In the listing, find every line that has the string "pointed" and copy it.

Start of Study material

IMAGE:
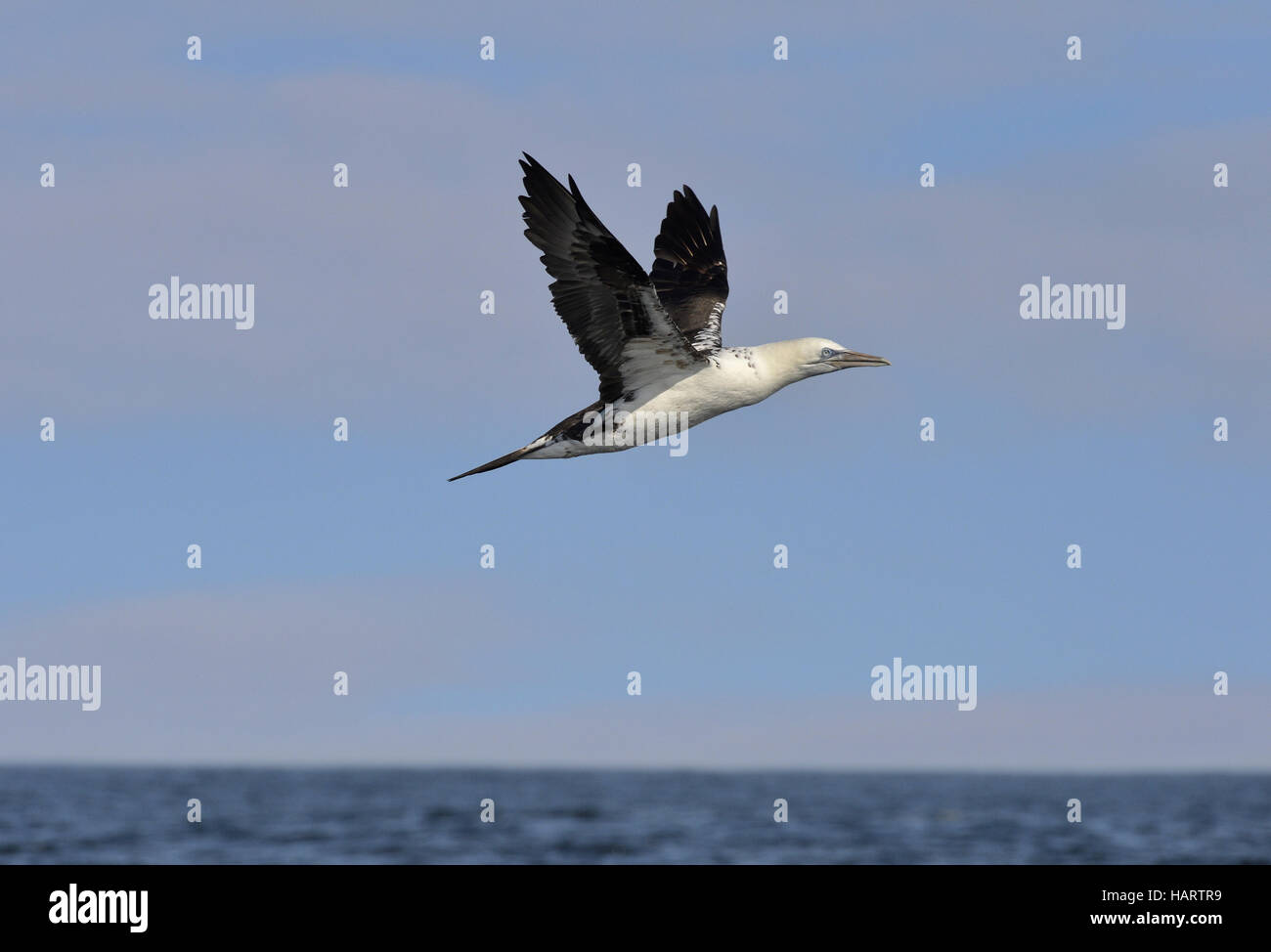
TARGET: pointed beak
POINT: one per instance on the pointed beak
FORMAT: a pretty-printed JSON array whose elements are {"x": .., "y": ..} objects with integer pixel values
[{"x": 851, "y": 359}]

End of Study material

[Task result]
TARGET: pointed beak
POINT: one per instance on the pointed beak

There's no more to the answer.